• **REQUIREMENTS**:
Rewrite the records between the line holding "In this exercise you will mark each instance of the starry" and the line holding "(1019, 456)", inclusive, as a Markdown table with the columns "Row" and "Text". Number each row and leave out any blank lines.

• **Excerpts from a point labeling dataset**:

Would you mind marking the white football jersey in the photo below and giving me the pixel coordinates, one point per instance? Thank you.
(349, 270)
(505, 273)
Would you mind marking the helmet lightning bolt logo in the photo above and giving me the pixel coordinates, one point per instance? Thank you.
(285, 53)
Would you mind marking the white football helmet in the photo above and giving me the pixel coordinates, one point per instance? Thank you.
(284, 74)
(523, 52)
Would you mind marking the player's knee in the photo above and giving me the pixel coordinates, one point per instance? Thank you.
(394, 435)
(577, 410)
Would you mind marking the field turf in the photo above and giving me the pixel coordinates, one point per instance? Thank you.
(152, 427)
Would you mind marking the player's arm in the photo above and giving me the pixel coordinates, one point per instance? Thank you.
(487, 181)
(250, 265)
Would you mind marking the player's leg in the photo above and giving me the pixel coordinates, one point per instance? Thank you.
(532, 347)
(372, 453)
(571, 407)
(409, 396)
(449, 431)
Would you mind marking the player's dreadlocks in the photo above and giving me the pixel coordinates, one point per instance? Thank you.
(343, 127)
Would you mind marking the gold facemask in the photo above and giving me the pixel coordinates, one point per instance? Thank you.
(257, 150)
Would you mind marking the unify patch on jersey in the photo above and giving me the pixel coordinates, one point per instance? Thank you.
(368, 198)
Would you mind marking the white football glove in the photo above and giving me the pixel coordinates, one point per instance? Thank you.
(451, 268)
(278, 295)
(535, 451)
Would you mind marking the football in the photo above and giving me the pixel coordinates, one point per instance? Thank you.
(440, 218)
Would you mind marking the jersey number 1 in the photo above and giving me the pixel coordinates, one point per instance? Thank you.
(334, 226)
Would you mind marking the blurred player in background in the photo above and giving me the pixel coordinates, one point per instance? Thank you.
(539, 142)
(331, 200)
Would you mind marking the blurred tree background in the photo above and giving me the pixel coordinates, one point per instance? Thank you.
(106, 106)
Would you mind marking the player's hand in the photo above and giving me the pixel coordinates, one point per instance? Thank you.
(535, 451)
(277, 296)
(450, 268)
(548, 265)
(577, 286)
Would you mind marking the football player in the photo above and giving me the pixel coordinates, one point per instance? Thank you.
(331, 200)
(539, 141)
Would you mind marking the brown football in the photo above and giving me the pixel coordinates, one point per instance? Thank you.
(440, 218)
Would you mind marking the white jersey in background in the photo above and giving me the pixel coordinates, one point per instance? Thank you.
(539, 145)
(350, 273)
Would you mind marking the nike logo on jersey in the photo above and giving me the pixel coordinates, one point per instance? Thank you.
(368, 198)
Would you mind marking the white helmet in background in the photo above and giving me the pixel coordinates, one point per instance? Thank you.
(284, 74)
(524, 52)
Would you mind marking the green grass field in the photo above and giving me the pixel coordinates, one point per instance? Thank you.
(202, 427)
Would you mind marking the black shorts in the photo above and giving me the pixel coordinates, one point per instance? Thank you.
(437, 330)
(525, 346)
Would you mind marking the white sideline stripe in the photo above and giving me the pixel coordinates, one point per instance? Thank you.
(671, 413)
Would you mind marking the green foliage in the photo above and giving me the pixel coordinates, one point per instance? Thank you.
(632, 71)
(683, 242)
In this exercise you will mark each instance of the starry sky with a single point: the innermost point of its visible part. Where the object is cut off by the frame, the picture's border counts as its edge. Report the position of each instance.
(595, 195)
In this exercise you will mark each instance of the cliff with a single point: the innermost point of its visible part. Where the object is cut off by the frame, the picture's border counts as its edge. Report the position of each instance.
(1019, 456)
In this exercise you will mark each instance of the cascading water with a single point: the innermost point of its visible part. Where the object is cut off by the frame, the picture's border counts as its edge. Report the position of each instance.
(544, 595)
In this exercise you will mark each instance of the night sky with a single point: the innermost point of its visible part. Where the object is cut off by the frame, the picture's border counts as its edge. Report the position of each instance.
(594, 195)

* * *

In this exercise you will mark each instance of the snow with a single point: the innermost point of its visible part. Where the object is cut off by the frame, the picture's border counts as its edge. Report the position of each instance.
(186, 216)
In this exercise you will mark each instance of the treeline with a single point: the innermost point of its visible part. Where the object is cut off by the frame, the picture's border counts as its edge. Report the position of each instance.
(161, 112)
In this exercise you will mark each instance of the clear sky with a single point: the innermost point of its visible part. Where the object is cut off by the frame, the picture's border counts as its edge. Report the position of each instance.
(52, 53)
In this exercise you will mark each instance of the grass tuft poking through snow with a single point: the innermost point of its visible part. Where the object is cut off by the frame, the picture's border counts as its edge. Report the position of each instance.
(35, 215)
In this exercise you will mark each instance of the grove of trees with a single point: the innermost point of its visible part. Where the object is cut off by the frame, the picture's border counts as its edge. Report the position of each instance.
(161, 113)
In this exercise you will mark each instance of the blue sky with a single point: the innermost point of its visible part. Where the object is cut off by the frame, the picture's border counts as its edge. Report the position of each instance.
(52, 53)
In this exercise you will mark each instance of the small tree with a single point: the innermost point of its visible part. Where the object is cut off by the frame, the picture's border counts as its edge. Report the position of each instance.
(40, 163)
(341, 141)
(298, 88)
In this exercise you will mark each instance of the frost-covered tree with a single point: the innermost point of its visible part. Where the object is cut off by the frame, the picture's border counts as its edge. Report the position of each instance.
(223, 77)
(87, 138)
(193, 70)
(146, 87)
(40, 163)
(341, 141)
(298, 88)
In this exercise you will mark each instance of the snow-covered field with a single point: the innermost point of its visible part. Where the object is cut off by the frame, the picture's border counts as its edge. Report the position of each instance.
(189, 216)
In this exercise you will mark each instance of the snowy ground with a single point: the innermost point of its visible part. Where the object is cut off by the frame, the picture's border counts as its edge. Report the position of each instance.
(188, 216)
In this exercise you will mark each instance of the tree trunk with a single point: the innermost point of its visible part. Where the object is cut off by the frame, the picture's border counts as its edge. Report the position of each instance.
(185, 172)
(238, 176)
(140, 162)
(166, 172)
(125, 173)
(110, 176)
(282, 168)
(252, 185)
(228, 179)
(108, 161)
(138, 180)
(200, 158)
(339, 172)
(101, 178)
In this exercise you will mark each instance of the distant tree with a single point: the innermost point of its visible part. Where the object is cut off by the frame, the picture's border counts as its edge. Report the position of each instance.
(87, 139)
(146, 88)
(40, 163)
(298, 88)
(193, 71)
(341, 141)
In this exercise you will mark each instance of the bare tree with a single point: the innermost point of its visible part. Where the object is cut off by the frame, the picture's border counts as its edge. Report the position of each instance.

• **SOLUTION**:
| Row | Text |
|---|---|
| 1 | In this exercise you will mark each instance of the starry sky with a single point: the innermost point of its visible part. Where the object is cut off by the frame, the picture's border counts as its edge. Report the position of each instance. |
| 2 | (595, 195) |
| 3 | In this exercise you will mark each instance of the cliff with a single point: the innermost point of its visible part. Where the object is cut off by the frame, the picture's border counts as its edge. Report the position of each instance. |
| 4 | (1019, 456) |